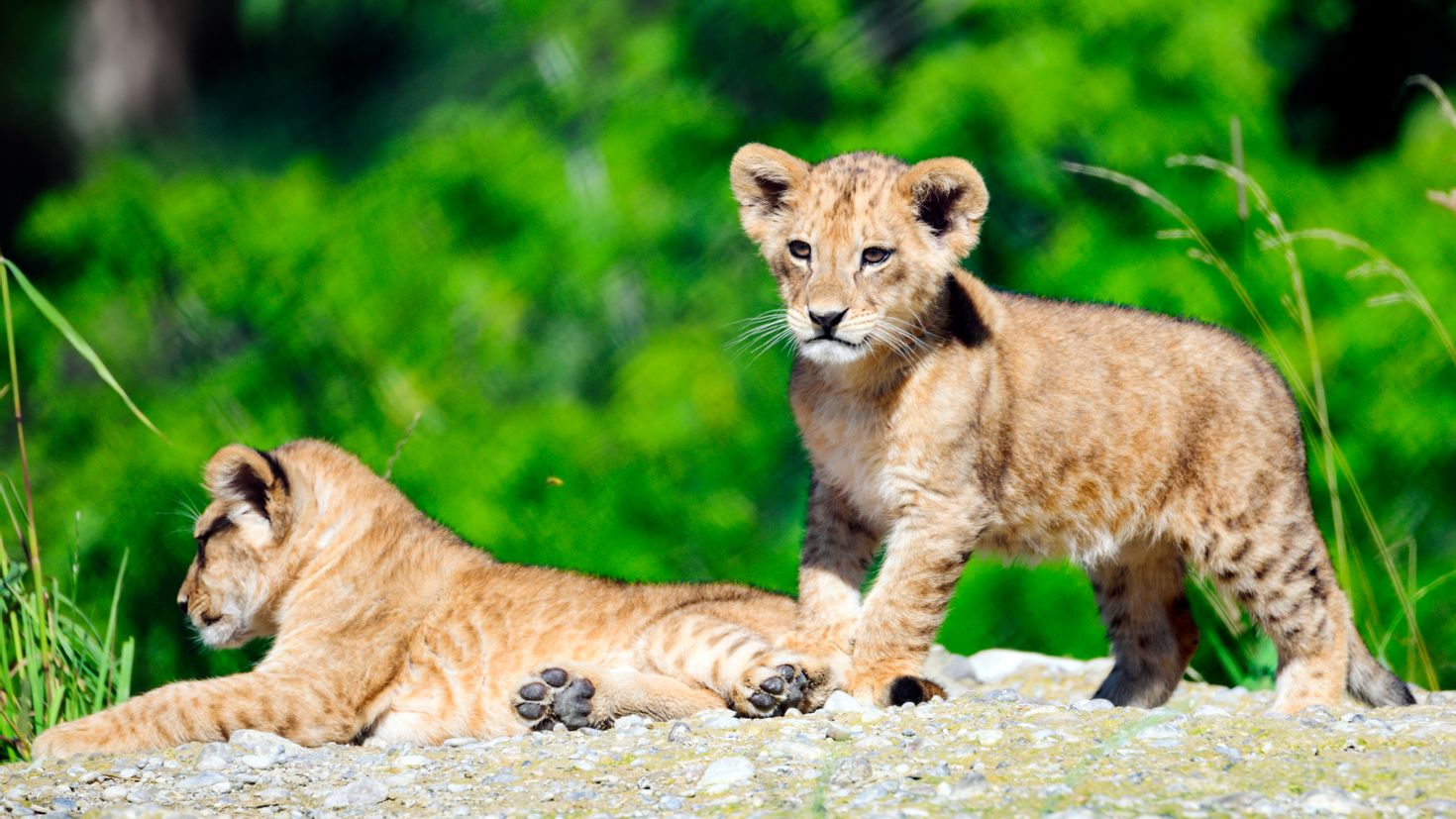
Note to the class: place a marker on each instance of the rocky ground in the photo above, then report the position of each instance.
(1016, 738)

---

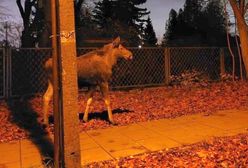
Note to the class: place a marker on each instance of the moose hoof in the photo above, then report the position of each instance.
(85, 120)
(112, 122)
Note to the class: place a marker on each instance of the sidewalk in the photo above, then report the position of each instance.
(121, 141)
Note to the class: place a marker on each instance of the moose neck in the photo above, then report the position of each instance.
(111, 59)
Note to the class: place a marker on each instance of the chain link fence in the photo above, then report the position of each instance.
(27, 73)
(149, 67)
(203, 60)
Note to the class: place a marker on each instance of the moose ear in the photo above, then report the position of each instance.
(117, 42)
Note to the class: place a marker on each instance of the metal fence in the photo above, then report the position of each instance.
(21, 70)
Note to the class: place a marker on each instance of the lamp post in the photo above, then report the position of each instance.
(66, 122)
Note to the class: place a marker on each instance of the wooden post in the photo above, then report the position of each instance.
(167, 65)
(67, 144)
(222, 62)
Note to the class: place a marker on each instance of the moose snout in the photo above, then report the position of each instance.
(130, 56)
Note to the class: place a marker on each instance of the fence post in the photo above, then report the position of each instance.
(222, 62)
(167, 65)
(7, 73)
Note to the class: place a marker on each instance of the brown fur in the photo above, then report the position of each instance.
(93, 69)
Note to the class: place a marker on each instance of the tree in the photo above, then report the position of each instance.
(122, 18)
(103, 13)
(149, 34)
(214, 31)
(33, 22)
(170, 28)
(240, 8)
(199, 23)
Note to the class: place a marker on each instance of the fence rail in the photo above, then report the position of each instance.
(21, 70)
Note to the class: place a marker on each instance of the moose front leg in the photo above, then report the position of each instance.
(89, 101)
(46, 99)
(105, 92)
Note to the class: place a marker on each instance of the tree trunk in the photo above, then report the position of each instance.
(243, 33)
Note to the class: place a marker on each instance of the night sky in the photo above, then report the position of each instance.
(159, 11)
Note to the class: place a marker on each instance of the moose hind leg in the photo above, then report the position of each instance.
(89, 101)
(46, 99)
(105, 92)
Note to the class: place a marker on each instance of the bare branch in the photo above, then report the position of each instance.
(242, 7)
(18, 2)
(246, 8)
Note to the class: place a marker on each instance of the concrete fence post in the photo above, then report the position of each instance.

## The task
A word-for-word copy of the lines above from the one with "the tree trunk" through the one with "of the concrete", inclusive, is the only output wanted.

## Your solution
Note to the class: place a marker on each instance of the tree trunk in the photo above, then report the position of each instance.
(243, 33)
Note to the class: place a marker on each instance of the night sky in the photo above, then report the position of each instance.
(159, 11)
Note to the class: place a marker on each instance of the moose hind leg in the photo above, then report the position of each instance.
(89, 101)
(46, 99)
(105, 92)
Note to the class: place a marker on each instance of the bare branch in the photo above, then report the position of each instance.
(242, 7)
(18, 2)
(246, 8)
Note to the class: place a marker on each instance of the concrete fence post in the photo above, then report the position of each instance.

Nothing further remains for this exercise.